*Location identification entries*
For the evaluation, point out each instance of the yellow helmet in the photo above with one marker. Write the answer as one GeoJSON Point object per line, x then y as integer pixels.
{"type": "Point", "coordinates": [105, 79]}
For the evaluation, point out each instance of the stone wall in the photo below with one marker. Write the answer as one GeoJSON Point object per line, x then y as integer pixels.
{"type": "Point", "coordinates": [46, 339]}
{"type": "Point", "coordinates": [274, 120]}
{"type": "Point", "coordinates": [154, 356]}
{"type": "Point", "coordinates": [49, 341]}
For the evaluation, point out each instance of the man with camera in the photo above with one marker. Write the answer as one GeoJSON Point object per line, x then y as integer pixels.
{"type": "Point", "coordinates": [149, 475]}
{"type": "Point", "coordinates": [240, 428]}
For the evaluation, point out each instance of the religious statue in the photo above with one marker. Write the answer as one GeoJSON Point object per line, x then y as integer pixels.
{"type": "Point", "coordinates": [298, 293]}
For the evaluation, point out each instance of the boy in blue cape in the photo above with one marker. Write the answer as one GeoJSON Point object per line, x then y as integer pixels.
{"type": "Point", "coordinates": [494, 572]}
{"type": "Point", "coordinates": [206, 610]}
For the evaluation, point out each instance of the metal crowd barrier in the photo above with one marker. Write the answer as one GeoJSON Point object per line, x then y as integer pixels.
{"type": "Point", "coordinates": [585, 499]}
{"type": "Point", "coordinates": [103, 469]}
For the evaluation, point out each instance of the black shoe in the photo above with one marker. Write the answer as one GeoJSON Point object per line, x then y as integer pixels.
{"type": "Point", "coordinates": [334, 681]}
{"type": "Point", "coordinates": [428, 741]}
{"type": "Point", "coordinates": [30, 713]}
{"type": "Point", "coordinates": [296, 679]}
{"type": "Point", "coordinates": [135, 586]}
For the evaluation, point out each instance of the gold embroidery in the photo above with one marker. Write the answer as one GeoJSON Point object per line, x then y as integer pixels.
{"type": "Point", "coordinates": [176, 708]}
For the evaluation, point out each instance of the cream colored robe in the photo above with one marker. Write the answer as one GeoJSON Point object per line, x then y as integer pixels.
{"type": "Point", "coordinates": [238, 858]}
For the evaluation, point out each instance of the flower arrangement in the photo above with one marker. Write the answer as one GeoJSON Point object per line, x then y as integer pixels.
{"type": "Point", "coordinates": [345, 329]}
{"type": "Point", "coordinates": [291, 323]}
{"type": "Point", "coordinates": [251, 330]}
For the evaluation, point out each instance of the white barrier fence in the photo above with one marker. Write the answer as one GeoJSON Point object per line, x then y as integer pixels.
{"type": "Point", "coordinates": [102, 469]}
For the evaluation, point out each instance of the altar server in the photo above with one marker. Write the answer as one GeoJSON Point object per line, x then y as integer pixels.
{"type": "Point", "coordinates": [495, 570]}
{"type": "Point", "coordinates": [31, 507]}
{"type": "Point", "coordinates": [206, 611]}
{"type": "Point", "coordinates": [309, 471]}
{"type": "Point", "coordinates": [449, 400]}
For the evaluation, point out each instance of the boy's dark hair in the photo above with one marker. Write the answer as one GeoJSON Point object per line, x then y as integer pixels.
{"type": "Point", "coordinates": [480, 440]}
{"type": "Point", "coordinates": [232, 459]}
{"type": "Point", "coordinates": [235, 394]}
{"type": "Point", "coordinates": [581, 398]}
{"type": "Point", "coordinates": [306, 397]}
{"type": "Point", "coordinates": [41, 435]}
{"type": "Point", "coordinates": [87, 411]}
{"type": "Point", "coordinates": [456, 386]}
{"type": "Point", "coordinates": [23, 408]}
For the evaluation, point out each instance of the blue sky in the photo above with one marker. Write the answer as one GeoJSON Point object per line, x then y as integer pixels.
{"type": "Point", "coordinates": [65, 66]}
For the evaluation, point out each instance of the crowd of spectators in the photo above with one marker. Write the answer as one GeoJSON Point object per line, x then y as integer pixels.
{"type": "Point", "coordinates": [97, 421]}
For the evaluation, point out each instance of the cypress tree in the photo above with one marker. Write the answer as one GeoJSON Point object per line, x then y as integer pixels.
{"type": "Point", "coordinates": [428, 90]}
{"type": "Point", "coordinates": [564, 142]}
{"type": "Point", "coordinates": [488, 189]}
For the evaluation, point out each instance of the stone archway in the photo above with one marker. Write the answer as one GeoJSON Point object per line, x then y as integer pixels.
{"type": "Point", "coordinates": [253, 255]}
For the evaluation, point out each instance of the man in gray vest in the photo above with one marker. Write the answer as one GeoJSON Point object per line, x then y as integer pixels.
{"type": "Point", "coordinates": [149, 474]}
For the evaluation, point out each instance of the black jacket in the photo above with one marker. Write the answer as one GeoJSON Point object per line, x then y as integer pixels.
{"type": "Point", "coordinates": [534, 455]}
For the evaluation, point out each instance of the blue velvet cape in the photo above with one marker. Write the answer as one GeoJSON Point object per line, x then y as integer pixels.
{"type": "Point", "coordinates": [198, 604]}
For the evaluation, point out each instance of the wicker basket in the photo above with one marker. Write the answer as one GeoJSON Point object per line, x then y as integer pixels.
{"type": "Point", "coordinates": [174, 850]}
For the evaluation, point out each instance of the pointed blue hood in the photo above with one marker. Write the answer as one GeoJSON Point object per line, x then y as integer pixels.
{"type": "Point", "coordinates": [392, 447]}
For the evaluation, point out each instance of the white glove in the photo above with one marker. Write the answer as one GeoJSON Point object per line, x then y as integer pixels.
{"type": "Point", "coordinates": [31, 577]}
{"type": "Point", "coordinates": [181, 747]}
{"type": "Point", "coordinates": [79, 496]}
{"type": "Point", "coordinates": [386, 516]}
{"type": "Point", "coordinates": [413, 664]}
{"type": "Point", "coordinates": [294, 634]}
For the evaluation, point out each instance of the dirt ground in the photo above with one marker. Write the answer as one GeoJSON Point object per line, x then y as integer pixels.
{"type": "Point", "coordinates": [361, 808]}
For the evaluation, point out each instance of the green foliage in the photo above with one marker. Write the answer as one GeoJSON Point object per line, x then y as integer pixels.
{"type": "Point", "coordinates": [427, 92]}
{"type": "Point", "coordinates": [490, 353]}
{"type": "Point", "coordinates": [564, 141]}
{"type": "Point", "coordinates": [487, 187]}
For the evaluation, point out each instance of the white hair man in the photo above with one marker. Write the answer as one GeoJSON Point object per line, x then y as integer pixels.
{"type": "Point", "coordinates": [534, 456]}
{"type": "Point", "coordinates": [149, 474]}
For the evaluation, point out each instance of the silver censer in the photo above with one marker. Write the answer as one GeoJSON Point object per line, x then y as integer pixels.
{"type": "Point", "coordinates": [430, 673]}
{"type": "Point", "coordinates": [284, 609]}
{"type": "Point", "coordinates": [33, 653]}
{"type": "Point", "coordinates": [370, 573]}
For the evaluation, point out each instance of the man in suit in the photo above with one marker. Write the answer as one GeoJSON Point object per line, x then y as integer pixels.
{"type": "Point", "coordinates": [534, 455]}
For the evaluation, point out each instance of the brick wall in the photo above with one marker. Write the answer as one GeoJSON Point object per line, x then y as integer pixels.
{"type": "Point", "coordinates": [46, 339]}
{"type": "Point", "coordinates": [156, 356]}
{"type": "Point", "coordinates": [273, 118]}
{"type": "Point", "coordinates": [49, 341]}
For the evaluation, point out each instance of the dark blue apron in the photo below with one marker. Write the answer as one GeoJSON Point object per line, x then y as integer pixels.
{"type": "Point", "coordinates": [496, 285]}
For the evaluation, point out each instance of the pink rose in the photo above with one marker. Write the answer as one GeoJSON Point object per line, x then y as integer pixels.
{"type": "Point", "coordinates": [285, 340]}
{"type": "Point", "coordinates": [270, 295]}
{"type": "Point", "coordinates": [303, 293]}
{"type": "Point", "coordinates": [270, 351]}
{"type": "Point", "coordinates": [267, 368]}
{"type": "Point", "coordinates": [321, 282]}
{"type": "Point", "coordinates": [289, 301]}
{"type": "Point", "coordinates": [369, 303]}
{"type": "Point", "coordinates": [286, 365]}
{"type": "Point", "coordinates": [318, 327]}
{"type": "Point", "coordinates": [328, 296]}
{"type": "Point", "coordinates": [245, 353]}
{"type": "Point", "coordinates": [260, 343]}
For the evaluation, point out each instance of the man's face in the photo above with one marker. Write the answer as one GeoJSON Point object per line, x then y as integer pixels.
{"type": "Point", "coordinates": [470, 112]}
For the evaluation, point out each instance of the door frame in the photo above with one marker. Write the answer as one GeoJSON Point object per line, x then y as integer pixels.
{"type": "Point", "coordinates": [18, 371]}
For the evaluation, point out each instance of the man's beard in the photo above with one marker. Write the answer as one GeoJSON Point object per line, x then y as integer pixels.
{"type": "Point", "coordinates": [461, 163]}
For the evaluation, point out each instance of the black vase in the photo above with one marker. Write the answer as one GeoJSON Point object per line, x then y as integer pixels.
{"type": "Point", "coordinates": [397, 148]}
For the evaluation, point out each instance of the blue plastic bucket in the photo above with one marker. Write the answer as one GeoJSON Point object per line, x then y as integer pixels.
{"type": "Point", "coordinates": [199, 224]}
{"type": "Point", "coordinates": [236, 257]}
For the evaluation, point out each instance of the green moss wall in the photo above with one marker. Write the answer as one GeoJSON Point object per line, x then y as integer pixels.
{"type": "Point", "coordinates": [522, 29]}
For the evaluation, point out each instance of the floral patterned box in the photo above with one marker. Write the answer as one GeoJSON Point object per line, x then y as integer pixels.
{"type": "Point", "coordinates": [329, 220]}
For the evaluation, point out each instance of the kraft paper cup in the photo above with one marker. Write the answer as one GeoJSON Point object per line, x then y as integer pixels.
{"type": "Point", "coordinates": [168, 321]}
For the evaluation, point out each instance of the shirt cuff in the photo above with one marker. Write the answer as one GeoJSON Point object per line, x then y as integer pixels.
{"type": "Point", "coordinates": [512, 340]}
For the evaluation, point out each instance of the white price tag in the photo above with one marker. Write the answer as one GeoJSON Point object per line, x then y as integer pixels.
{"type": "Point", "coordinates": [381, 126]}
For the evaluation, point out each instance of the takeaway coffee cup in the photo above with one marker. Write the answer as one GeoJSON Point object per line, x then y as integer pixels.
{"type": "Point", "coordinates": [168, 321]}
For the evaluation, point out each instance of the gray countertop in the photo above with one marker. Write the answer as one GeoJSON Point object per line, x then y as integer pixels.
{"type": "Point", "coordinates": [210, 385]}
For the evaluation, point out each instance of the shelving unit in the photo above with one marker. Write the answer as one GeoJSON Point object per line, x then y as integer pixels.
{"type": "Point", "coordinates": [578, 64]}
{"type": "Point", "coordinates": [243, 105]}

*WHAT YOU HAVE TO DO*
Repeat exactly the lines starting at the line with "For the evaluation, point out each instance of the green moss" and ending with the final line of the entries. Include nothing else.

*ANSWER FOR THE TASK*
For the evaluation, point out each instance of the green moss wall in the photo above with one marker. Write the answer as one GeoJSON Point object per line, x then y as integer pixels.
{"type": "Point", "coordinates": [522, 29]}
For the evaluation, point out each instance of the floral patterned box in the photo above with one marker. Write the answer as one GeoJSON Point object per line, x then y as integer pixels.
{"type": "Point", "coordinates": [329, 220]}
For the evaluation, point out each instance of the kraft paper cup in the photo above with one marker. Write the answer as one GeoJSON Point object per line, x then y as integer pixels.
{"type": "Point", "coordinates": [168, 321]}
For the evaluation, point out each instance of the shirt cuff in the photo above with one marker. Write the answer as one GeoJSON Point object per line, x then y as integer pixels.
{"type": "Point", "coordinates": [512, 340]}
For the evaluation, point out each instance of the white price tag in the photo above with one marker. Write the answer as one GeoJSON Point object per line, x then y as integer pixels.
{"type": "Point", "coordinates": [381, 126]}
For the evaluation, point out each instance of the takeaway coffee cup in the photo above with one marker. Write the answer as one GeoJSON Point object per line, x then y as integer pixels.
{"type": "Point", "coordinates": [168, 321]}
For the evaluation, point out each instance of the gray countertop in the photo above with one marker. Write the answer as one GeoJSON Point object per line, x then y as integer pixels.
{"type": "Point", "coordinates": [210, 385]}
For the evaluation, point out each instance of the shelving unit in the photo above with one marker. Write the answer as one GeoJSON Point object per line, x then y as integer pixels.
{"type": "Point", "coordinates": [578, 64]}
{"type": "Point", "coordinates": [243, 105]}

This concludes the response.